Items listed in a dataset:
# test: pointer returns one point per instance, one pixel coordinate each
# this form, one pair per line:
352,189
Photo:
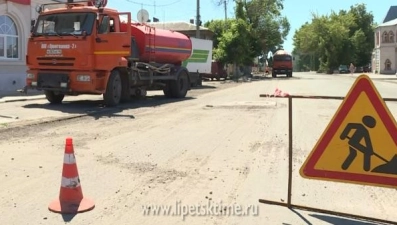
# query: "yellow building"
15,22
384,57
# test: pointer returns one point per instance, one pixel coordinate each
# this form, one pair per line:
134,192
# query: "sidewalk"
15,96
372,76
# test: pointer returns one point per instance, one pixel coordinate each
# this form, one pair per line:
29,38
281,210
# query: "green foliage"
337,38
233,46
257,29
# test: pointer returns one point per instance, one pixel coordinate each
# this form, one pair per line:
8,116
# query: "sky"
297,12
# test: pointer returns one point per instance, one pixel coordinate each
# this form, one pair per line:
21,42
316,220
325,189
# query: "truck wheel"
54,98
167,90
200,81
112,95
179,87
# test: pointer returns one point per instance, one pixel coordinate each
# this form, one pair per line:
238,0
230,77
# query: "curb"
22,99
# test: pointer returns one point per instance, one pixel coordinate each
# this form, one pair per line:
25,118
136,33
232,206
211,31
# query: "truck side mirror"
32,23
104,26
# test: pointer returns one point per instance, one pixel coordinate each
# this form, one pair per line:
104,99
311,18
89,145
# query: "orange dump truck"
82,47
282,63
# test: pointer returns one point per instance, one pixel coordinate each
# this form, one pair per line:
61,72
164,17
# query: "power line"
156,5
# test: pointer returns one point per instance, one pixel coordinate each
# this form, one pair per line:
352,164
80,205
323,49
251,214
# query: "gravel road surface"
222,144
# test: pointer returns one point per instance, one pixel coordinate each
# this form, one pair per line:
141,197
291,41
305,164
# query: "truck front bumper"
63,81
282,71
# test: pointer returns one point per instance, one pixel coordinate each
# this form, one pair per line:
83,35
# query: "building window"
387,64
385,37
391,36
8,38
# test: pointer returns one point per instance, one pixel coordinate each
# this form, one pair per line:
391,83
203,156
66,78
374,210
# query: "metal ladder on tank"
152,44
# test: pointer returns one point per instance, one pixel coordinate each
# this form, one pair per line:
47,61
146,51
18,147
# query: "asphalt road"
223,143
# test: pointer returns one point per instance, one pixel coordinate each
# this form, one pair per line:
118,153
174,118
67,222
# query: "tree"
337,38
269,27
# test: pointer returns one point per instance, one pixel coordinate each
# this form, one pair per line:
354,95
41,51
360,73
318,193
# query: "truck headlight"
30,76
83,78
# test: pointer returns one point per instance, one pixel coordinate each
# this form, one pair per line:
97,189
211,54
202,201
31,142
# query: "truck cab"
282,63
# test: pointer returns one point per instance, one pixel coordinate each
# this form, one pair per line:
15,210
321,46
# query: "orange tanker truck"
282,63
82,47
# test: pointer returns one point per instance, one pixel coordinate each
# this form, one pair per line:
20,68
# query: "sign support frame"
289,204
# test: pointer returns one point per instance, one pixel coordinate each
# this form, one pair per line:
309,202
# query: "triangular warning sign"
360,143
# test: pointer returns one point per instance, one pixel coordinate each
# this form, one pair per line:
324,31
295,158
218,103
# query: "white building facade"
15,23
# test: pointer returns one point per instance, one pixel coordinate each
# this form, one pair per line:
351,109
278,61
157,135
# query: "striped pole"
71,199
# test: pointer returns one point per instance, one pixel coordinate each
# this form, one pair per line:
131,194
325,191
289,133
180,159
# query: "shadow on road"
97,109
332,220
68,217
341,221
203,87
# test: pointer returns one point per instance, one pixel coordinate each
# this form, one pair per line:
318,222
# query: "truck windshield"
282,58
65,24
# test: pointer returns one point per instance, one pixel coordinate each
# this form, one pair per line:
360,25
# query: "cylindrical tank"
281,52
159,45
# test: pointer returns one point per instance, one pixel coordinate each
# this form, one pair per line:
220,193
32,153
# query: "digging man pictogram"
355,144
360,133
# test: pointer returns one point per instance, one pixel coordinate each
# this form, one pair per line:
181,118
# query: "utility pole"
225,3
198,20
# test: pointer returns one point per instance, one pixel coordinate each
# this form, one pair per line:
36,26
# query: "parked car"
343,69
367,69
359,69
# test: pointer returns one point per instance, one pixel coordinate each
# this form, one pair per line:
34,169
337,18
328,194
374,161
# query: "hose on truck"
162,69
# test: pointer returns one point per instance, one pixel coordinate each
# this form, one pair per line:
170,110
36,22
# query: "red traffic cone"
71,198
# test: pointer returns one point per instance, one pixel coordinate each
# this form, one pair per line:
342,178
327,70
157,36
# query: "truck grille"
52,80
56,61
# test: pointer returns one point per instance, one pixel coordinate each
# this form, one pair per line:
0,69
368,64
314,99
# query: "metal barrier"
290,154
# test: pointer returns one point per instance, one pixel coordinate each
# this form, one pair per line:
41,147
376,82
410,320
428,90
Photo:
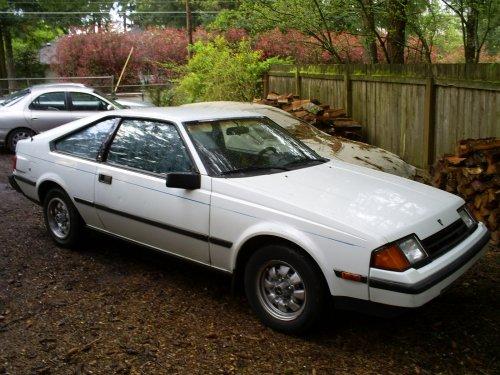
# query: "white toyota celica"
235,191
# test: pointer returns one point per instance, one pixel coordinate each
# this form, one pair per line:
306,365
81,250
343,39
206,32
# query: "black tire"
16,135
70,236
257,272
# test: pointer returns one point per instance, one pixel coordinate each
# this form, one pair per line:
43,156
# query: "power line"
21,13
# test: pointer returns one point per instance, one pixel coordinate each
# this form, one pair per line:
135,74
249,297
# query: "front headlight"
412,249
466,217
399,256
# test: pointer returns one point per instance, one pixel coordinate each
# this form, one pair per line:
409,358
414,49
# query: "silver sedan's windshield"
235,147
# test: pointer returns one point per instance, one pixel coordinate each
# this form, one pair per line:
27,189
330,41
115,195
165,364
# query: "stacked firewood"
473,173
332,121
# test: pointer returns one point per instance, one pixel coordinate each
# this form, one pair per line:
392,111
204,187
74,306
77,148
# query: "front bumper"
416,287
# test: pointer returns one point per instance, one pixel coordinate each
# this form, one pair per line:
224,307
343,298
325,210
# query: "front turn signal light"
390,258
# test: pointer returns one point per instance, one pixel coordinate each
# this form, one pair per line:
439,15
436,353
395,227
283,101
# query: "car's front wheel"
16,135
285,288
62,220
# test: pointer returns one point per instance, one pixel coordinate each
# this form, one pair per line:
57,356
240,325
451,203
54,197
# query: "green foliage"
26,51
222,71
160,96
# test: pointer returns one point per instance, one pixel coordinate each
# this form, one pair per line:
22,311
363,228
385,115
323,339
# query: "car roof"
185,114
60,87
62,84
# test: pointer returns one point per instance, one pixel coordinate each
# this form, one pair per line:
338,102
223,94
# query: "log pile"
331,121
473,173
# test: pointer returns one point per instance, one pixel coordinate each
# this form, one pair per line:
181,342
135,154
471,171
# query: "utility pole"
189,28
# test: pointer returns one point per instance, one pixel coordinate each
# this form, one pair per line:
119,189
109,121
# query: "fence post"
298,82
265,85
348,92
112,89
429,123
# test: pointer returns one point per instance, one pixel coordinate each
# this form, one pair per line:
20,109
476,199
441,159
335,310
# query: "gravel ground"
111,307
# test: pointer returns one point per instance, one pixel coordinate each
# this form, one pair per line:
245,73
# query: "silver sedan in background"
42,107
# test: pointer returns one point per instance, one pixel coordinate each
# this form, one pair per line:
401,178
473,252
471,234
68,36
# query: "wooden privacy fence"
419,112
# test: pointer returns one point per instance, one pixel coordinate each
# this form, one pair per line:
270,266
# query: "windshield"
108,98
14,97
236,147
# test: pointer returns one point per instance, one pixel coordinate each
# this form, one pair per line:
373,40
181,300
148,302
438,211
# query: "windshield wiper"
305,161
252,169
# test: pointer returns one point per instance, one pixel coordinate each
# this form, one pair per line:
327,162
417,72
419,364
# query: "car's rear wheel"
61,218
285,288
16,135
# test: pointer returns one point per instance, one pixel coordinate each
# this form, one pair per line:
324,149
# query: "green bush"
220,70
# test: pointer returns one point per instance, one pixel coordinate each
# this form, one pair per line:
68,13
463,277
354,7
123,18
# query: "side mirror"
184,180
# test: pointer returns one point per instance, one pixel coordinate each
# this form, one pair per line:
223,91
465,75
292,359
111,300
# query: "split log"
473,174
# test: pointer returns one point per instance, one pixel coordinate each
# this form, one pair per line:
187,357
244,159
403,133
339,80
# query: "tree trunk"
396,33
470,46
9,58
3,68
369,26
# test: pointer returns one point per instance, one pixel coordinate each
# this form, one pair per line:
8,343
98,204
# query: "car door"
48,110
76,163
83,104
132,198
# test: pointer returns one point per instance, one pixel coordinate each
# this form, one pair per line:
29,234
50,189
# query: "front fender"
289,233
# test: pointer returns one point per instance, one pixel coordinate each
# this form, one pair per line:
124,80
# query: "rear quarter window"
86,143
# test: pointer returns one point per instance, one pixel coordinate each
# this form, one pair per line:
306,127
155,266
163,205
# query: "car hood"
353,199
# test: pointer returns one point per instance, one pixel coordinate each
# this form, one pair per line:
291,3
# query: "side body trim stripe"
171,228
25,180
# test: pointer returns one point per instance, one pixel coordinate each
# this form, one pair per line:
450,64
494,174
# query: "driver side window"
149,146
50,101
81,101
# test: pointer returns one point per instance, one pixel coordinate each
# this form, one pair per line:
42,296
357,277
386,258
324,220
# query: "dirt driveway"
111,307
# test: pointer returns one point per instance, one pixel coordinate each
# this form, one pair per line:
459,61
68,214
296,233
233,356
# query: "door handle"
105,179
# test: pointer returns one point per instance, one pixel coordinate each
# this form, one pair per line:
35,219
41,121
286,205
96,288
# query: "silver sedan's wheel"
281,290
58,218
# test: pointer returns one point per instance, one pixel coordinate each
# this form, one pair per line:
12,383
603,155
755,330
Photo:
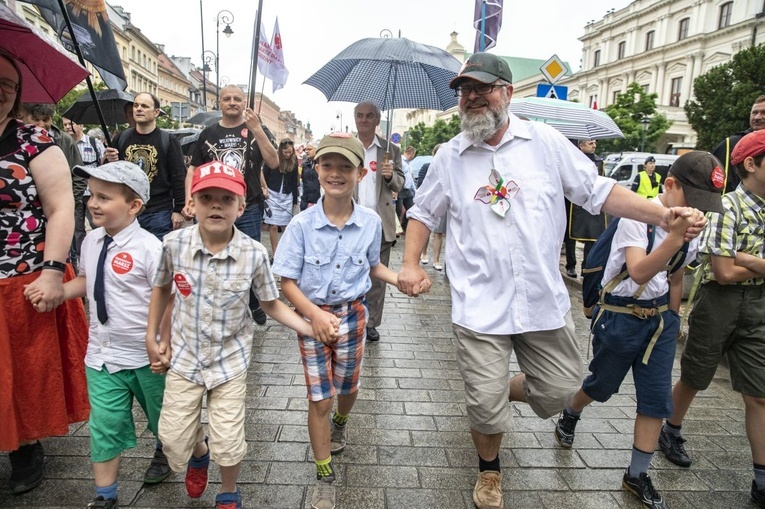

» Objective
Copy out every line of the material above that contains the word "gravel", treating uppercase and lowercase as different.

» Solved exercise
# query: "gravel road surface"
# query: "gravel ground"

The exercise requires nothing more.